[EXCERTO PARA LEITURA]
◇ ◇ ◇ ◇ ◇

Quem ganha a “guerra do crime”? Bolsonaro ou as facções, nome brasileiro das organizações criminosas? Não é um simples “caso de polícia” mas uma ameaça ao Brasil. A segurança foi um dos temas dominantes da campanha eleitoral. Em 2017, o número de homicídios voltou a bater o recorde, com 63.880 vítimas — uma média de 175 por dia. O país tem, ao mesmo tempo, uma das maiores populações carcerárias do mundo: 730 mil pessoas. Os especialistas acusam os políticos de erros estratégicos no combate à violência. Nunca o mundo do crime foi tão poderoso.

Está em curso um pequeno teste. Na madrugada de 2 de Janeiro, estalou uma vaga de violência no Ceará (na foto), promovida por várias facções. Até ontem, havia notícia de 211 ataques em 46 municípios cearenses. Foram incendiados autocarros, camiões do lixo, automóveis, prédios públicos e colocadas bombas em postes de alta tensão, num viaduto e no metropolitano. Há, paralelamente, uma “guerra virtual”, via WhatsApp e Facebook, para criar pânico. Não é o apocalipse, é um desafio ao Estado.

◇ ◇ ◇ ◇ ◇

Entradas de segmentação de imagem
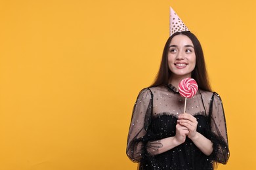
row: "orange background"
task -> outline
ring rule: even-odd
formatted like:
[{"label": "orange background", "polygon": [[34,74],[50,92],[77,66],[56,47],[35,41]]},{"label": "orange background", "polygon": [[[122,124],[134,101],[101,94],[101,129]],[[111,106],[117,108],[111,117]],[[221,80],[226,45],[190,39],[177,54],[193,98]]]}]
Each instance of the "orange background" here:
[{"label": "orange background", "polygon": [[136,169],[139,92],[158,70],[171,6],[200,40],[230,158],[256,169],[255,1],[0,1],[0,169]]}]

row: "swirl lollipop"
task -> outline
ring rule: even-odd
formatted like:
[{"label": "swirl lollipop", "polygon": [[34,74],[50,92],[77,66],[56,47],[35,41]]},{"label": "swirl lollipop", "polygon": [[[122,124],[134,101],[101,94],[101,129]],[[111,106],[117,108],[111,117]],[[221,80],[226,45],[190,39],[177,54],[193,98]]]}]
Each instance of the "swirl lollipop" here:
[{"label": "swirl lollipop", "polygon": [[179,84],[179,92],[182,97],[186,97],[184,112],[186,112],[186,98],[191,98],[198,92],[198,86],[196,80],[191,78],[182,79]]}]

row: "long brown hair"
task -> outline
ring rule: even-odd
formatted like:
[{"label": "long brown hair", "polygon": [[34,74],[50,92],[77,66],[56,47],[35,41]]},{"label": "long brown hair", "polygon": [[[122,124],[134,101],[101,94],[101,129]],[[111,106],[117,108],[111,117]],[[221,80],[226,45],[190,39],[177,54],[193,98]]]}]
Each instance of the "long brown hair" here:
[{"label": "long brown hair", "polygon": [[171,78],[172,74],[168,67],[168,52],[171,40],[177,35],[186,35],[191,40],[194,45],[196,54],[196,67],[191,74],[191,77],[197,82],[199,88],[211,92],[206,71],[203,49],[198,38],[190,31],[176,32],[168,39],[163,48],[158,73],[154,82],[150,87],[168,84],[169,80]]}]

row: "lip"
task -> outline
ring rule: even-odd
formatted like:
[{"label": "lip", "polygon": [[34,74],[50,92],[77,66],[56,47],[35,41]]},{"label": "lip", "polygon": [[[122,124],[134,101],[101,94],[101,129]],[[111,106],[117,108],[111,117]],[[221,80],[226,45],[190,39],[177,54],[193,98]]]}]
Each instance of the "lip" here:
[{"label": "lip", "polygon": [[183,69],[186,67],[186,65],[188,65],[188,63],[185,62],[176,62],[174,63],[174,65],[178,69]]}]

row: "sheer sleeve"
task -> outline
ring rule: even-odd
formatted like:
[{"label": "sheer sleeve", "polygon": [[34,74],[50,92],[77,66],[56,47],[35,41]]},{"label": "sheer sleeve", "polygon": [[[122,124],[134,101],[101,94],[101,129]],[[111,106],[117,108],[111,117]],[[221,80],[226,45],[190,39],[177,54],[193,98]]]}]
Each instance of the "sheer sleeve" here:
[{"label": "sheer sleeve", "polygon": [[215,162],[226,164],[229,158],[226,120],[221,97],[217,93],[211,97],[209,114],[213,144],[211,156]]},{"label": "sheer sleeve", "polygon": [[140,162],[145,154],[148,141],[145,135],[151,122],[152,110],[152,94],[149,89],[146,88],[138,95],[128,133],[126,154],[133,162]]}]

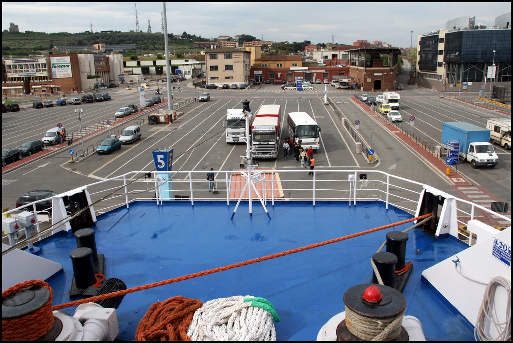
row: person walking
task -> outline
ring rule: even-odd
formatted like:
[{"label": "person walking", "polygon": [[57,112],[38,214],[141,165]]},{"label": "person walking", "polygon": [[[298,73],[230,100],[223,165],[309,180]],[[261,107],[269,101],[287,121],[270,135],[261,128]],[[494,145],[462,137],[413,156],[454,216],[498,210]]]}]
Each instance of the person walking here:
[{"label": "person walking", "polygon": [[294,158],[296,162],[299,162],[299,155],[301,153],[301,150],[297,145],[294,146]]},{"label": "person walking", "polygon": [[299,158],[301,159],[301,167],[304,168],[306,168],[306,150],[304,149],[300,149],[301,152],[299,154]]},{"label": "person walking", "polygon": [[285,139],[283,142],[283,158],[287,158],[287,154],[288,153],[289,150],[290,150],[290,147],[289,146],[288,142]]},{"label": "person walking", "polygon": [[210,168],[210,171],[207,173],[207,179],[208,180],[208,191],[214,191],[214,194],[218,193],[217,187],[215,187],[215,180],[214,178],[214,168]]},{"label": "person walking", "polygon": [[306,154],[308,156],[308,158],[311,158],[313,157],[313,149],[312,149],[311,146],[308,148],[308,150],[306,151]]},{"label": "person walking", "polygon": [[308,165],[310,166],[310,171],[308,172],[308,175],[313,175],[313,167],[315,166],[315,159],[312,157],[308,160]]}]

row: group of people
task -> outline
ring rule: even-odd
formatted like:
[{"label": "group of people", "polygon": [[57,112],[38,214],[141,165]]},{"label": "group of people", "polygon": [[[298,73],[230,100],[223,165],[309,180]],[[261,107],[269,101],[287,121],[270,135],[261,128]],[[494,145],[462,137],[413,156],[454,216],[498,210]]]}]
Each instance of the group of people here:
[{"label": "group of people", "polygon": [[292,155],[292,150],[293,150],[295,162],[299,162],[301,160],[301,166],[303,168],[309,166],[310,171],[308,175],[313,175],[312,171],[315,166],[315,159],[313,158],[313,149],[311,147],[309,147],[308,149],[303,148],[299,143],[294,144],[292,138],[287,137],[283,141],[283,147],[284,158],[286,159],[287,155]]}]

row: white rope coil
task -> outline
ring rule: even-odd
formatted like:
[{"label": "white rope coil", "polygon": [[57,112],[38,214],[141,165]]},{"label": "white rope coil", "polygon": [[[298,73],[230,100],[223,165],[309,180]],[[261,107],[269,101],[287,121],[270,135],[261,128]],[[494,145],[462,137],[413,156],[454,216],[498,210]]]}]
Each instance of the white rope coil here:
[{"label": "white rope coil", "polygon": [[377,318],[364,317],[346,307],[346,327],[363,340],[392,340],[401,334],[406,309],[398,316]]},{"label": "white rope coil", "polygon": [[193,341],[276,340],[273,316],[245,302],[251,296],[210,300],[198,310],[187,335]]}]

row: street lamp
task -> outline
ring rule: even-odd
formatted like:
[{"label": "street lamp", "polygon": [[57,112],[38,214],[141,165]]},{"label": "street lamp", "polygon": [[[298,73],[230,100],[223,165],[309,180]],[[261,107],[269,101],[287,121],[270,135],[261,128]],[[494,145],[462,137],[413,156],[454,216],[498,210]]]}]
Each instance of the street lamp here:
[{"label": "street lamp", "polygon": [[82,134],[82,118],[80,115],[84,111],[80,108],[75,110],[75,113],[78,114],[78,125],[80,126],[80,138],[82,141],[82,154],[86,155],[86,149],[84,147],[84,135]]},{"label": "street lamp", "polygon": [[491,76],[491,81],[490,81],[490,98],[493,96],[493,93],[491,92],[492,88],[491,84],[494,83],[494,79],[495,78],[495,50],[494,50],[494,63],[492,64],[492,71],[494,74]]}]

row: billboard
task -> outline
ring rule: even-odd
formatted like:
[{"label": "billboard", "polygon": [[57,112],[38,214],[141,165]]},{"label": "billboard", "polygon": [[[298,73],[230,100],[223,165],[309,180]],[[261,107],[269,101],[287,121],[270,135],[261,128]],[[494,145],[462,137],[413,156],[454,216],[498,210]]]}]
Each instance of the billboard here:
[{"label": "billboard", "polygon": [[71,62],[69,56],[50,57],[53,78],[71,77]]}]

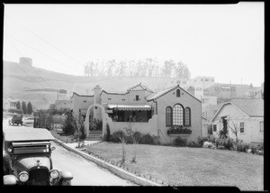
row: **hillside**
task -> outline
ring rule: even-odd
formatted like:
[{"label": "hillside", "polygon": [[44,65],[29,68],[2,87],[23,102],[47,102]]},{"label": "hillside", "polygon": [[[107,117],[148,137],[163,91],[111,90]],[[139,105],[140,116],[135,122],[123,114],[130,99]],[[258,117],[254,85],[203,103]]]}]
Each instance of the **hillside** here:
[{"label": "hillside", "polygon": [[[106,91],[125,92],[129,87],[141,82],[153,91],[176,84],[176,78],[129,78],[129,77],[84,77],[61,74],[47,69],[15,62],[3,62],[4,98],[12,96],[18,100],[31,101],[34,109],[48,108],[57,99],[53,89],[67,89],[67,95],[59,99],[68,99],[73,92],[92,95],[96,85]],[[37,91],[29,91],[38,89]],[[40,91],[43,89],[43,91]]]}]

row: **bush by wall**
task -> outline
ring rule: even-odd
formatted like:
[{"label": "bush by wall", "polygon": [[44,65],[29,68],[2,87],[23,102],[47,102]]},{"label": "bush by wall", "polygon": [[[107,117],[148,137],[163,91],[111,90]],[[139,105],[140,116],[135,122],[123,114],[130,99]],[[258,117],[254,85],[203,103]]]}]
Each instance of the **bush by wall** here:
[{"label": "bush by wall", "polygon": [[174,140],[174,145],[176,146],[186,146],[186,139],[185,138],[182,138],[180,136],[177,136],[175,140]]}]

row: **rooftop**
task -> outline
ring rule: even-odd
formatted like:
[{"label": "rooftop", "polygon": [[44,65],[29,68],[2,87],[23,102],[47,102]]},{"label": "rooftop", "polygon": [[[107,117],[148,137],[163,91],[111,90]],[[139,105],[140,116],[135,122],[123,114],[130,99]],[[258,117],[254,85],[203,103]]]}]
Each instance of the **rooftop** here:
[{"label": "rooftop", "polygon": [[249,116],[264,116],[264,100],[256,99],[231,99],[230,102]]}]

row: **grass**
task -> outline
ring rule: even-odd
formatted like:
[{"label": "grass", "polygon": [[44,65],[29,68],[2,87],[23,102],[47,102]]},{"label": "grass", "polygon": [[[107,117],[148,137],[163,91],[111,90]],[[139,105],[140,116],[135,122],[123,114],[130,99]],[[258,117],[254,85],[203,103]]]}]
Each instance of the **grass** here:
[{"label": "grass", "polygon": [[[122,144],[101,142],[88,152],[122,160]],[[241,190],[263,190],[263,156],[204,148],[138,144],[137,162],[130,161],[134,146],[126,146],[125,165],[174,186],[234,186]]]}]

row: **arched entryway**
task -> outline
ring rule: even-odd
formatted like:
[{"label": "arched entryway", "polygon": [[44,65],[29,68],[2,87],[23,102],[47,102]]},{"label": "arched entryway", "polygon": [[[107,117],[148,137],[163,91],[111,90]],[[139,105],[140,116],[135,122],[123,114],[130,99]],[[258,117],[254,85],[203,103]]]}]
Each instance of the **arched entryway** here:
[{"label": "arched entryway", "polygon": [[90,106],[86,111],[86,121],[85,121],[85,125],[86,125],[85,132],[86,133],[86,138],[89,136],[89,115],[90,115],[90,109],[92,107],[94,107],[94,108],[100,107],[102,110],[101,116],[102,116],[102,120],[103,120],[103,135],[104,135],[104,131],[105,125],[106,125],[105,119],[104,119],[105,110],[104,110],[104,106],[102,106],[99,104],[94,104],[94,105]]}]

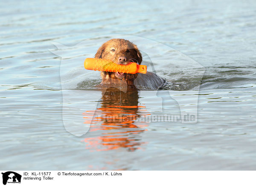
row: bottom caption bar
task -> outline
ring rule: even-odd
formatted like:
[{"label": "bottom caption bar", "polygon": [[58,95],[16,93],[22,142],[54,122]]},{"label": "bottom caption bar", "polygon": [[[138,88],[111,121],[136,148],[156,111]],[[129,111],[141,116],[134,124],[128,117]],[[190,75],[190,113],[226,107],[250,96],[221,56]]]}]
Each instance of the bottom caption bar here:
[{"label": "bottom caption bar", "polygon": [[256,171],[0,171],[3,185],[256,186]]}]

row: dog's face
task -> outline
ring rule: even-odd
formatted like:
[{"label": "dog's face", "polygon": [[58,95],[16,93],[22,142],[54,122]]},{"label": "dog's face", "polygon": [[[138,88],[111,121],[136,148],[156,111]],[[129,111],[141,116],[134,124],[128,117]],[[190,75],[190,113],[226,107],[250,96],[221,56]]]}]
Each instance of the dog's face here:
[{"label": "dog's face", "polygon": [[[95,54],[95,58],[109,59],[118,64],[126,65],[131,62],[140,64],[141,54],[137,46],[123,39],[112,39],[103,44]],[[102,72],[102,83],[109,82],[110,79],[125,80],[129,85],[133,85],[137,74]]]}]

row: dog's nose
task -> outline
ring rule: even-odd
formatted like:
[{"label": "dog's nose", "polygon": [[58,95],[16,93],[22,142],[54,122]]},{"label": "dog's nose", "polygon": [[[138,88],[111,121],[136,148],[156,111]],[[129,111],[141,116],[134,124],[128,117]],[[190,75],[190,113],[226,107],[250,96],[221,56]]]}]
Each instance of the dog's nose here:
[{"label": "dog's nose", "polygon": [[119,63],[124,63],[126,61],[126,58],[123,56],[121,56],[118,58],[118,62]]}]

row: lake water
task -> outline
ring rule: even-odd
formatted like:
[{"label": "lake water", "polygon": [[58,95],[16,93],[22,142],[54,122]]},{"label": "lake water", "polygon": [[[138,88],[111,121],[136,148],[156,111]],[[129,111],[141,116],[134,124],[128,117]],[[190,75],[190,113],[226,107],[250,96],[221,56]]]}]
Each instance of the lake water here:
[{"label": "lake water", "polygon": [[[2,169],[255,169],[255,1],[0,5]],[[163,90],[97,87],[83,61],[115,37]]]}]

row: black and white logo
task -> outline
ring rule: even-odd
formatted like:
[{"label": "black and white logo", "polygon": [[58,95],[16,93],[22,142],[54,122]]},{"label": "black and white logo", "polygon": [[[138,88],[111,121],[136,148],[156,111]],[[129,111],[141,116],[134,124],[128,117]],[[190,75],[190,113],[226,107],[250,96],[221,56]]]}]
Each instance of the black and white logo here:
[{"label": "black and white logo", "polygon": [[7,183],[20,183],[21,175],[12,171],[8,171],[2,173],[3,174],[3,184],[6,185]]}]

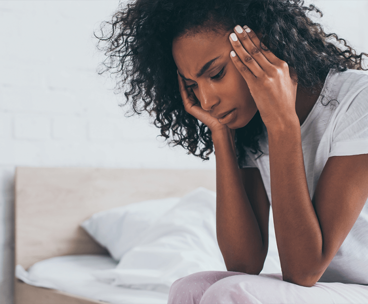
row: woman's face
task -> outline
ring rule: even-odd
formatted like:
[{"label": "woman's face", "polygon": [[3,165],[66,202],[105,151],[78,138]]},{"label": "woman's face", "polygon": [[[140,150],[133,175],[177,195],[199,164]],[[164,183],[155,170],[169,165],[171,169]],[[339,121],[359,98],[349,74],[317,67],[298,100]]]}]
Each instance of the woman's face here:
[{"label": "woman's face", "polygon": [[180,76],[195,94],[202,107],[220,118],[234,110],[229,121],[219,122],[232,129],[249,122],[257,111],[245,80],[230,59],[232,31],[198,33],[173,42],[172,53]]}]

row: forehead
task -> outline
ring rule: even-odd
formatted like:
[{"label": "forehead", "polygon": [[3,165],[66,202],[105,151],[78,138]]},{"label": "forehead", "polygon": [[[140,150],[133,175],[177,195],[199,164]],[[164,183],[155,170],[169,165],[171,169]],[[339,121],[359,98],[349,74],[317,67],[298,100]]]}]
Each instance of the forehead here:
[{"label": "forehead", "polygon": [[231,32],[201,32],[183,36],[173,41],[172,54],[179,72],[193,79],[202,66],[218,56],[226,58],[232,49]]}]

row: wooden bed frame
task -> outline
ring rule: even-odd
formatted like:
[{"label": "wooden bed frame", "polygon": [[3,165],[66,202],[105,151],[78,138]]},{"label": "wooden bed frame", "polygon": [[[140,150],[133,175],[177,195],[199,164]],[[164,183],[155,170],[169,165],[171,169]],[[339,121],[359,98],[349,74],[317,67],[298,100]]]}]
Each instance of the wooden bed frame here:
[{"label": "wooden bed frame", "polygon": [[[25,269],[67,254],[107,254],[79,225],[92,214],[149,199],[215,191],[214,170],[18,168],[15,264]],[[105,302],[14,279],[15,304]]]}]

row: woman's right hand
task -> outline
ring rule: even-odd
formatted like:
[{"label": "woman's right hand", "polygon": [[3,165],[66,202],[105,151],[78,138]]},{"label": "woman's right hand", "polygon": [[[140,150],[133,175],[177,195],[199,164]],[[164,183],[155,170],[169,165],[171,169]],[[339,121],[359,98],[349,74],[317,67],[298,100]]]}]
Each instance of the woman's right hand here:
[{"label": "woman's right hand", "polygon": [[180,95],[184,104],[184,108],[186,112],[206,125],[212,134],[218,130],[223,131],[230,130],[226,125],[222,125],[219,123],[217,118],[211,116],[208,111],[202,108],[201,103],[193,90],[185,87],[185,82],[179,74],[178,80],[179,82]]}]

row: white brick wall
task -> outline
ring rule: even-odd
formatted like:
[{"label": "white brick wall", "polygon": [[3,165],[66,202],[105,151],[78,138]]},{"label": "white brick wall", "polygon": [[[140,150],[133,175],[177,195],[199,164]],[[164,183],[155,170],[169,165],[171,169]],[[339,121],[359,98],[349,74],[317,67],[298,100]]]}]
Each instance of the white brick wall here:
[{"label": "white brick wall", "polygon": [[[368,51],[368,1],[317,0],[325,23]],[[0,303],[12,302],[17,166],[214,168],[124,117],[98,76],[93,31],[118,0],[0,1]]]}]

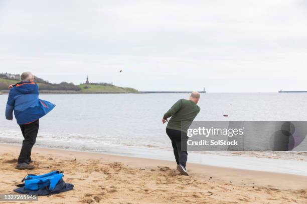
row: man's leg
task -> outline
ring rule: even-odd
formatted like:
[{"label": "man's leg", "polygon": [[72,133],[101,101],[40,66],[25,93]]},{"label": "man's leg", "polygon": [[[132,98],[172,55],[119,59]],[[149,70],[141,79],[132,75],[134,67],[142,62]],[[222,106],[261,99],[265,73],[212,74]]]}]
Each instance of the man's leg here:
[{"label": "man's leg", "polygon": [[177,149],[177,146],[176,144],[176,138],[177,136],[176,134],[176,132],[174,132],[173,130],[169,129],[167,128],[166,132],[167,134],[171,139],[172,141],[172,146],[173,146],[173,150],[174,150],[174,154],[175,156],[175,160],[176,160],[176,163],[177,165],[179,164],[179,156],[178,154],[178,150]]},{"label": "man's leg", "polygon": [[[187,164],[187,160],[188,160],[188,152],[187,151],[184,151],[182,150],[182,145],[185,144],[187,144],[188,141],[188,137],[185,136],[185,134],[183,132],[180,132],[180,138],[176,142],[176,145],[177,146],[177,149],[178,150],[178,154],[179,154],[179,164],[183,166],[185,168],[186,168],[186,165]],[[182,137],[182,134],[183,136]]]},{"label": "man's leg", "polygon": [[31,150],[35,144],[38,132],[39,121],[37,120],[30,124],[22,124],[20,126],[22,132],[23,130],[24,130],[25,140],[23,141],[23,146],[18,158],[18,164],[29,164],[31,161]]}]

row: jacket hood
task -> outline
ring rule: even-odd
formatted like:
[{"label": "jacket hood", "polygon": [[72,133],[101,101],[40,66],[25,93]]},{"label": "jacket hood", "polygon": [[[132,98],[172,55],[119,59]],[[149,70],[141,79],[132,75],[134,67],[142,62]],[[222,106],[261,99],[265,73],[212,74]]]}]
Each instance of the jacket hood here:
[{"label": "jacket hood", "polygon": [[31,94],[34,92],[37,85],[35,82],[21,82],[13,86],[22,94]]}]

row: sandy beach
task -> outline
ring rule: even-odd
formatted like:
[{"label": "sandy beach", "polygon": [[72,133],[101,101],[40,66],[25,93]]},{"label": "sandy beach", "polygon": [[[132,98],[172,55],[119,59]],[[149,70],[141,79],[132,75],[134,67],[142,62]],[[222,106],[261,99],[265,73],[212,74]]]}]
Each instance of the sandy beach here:
[{"label": "sandy beach", "polygon": [[[0,192],[13,193],[27,174],[64,170],[74,190],[40,196],[39,203],[307,203],[307,177],[100,154],[34,148],[37,166],[15,168],[20,147],[0,145]],[[235,164],[234,164],[235,166]],[[37,202],[33,202],[37,203]]]}]

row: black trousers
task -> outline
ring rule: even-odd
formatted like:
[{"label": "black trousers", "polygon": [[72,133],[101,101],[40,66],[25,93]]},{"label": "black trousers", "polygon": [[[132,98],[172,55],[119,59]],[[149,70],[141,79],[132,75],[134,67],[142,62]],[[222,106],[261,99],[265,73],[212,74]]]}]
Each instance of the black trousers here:
[{"label": "black trousers", "polygon": [[[182,150],[181,144],[182,142],[185,142],[185,144],[187,144],[188,137],[183,137],[185,139],[183,141],[181,138],[181,131],[167,128],[166,132],[172,141],[172,146],[173,146],[174,154],[175,156],[177,164],[182,164],[184,166],[186,167],[187,160],[188,160],[188,152],[187,151],[183,151]],[[184,132],[182,133],[184,134]]]},{"label": "black trousers", "polygon": [[38,132],[40,122],[38,120],[33,122],[27,124],[21,124],[20,128],[24,136],[23,146],[18,158],[18,164],[27,163],[31,160],[31,150],[35,144]]}]

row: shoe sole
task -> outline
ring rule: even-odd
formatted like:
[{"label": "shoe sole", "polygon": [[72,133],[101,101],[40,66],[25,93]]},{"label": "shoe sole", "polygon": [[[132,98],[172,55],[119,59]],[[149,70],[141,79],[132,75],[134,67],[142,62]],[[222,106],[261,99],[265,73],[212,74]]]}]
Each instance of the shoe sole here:
[{"label": "shoe sole", "polygon": [[181,167],[180,167],[180,166],[179,165],[177,166],[177,170],[178,170],[179,171],[179,172],[180,172],[180,174],[182,175],[184,175],[184,176],[189,176],[189,174],[186,172],[185,172],[182,168]]}]

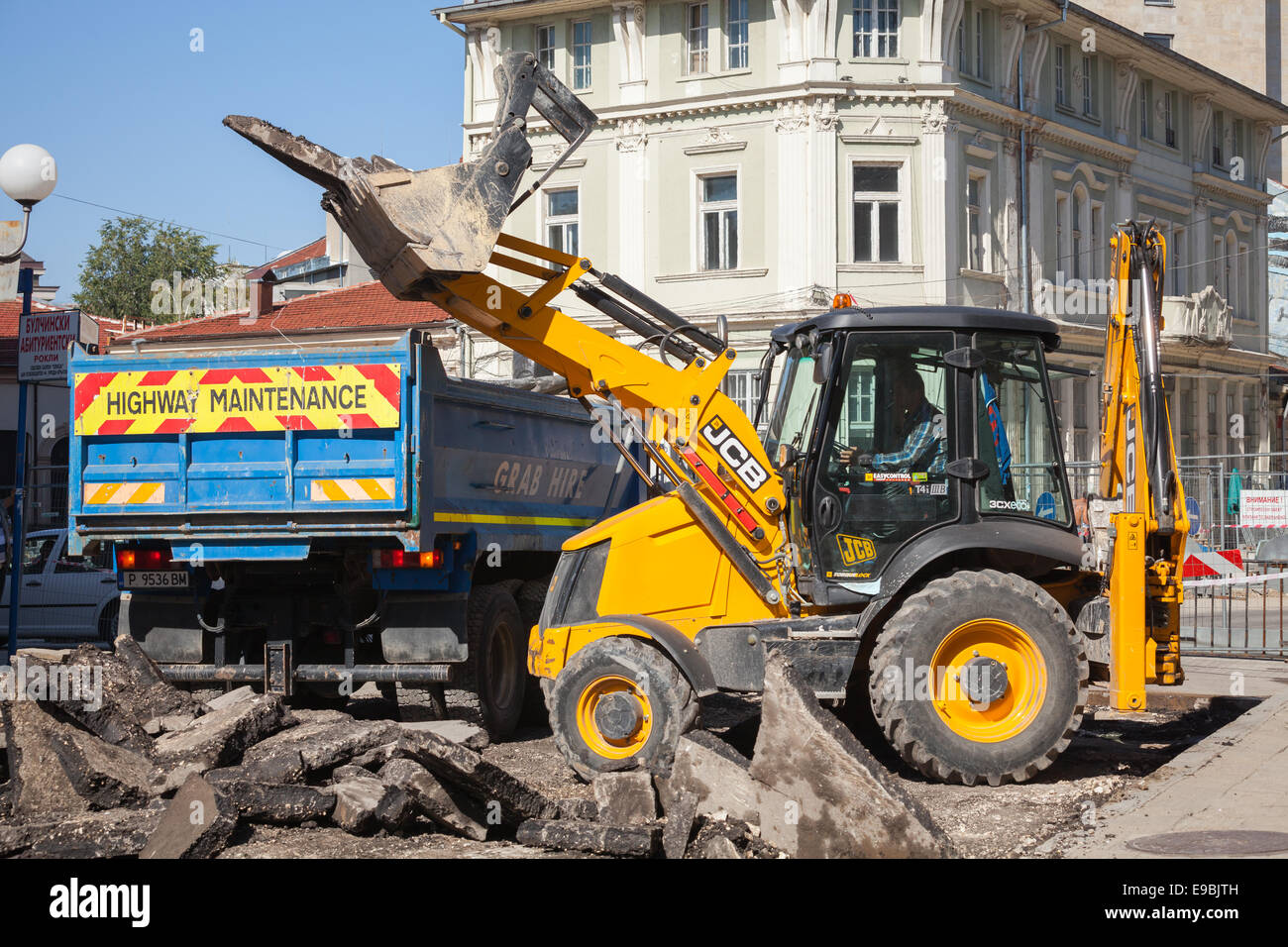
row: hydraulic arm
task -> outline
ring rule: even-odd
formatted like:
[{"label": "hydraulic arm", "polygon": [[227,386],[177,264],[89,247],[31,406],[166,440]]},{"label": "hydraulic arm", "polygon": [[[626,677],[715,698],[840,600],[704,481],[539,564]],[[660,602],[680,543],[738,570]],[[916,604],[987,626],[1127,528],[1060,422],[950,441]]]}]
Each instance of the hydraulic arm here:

◇ ◇ ◇ ◇ ◇

[TAREFAS DO EXERCÍCIO]
**A)** Reescreva o trecho do excerto entre "Está em curso" e "desafio ao Estado.", inclusive, trocando "autocarros" por "ônibus".
**B)** Segundo o excerto, quantos homicídios foram registrados no Brasil em 2017?

[EXERCÍCIO RESOLVIDO]
**A)**
Está em curso um pequeno teste. Na madrugada de 2 de Janeiro, estalou uma vaga de violência no Ceará (na foto), promovida por várias facções. Até ontem, havia notícia de 211 ataques em 46 municípios cearenses. Foram incendiados ônibus, camiões do lixo, automóveis, prédios públicos e colocadas bombas em postes de alta tensão, num viaduto e no metropolitano. Há, paralelamente, uma “guerra virtual”, via WhatsApp e Facebook, para criar pânico. Não é o apocalipse, é um desafio ao Estado.

**B)** 63.880 homicídios.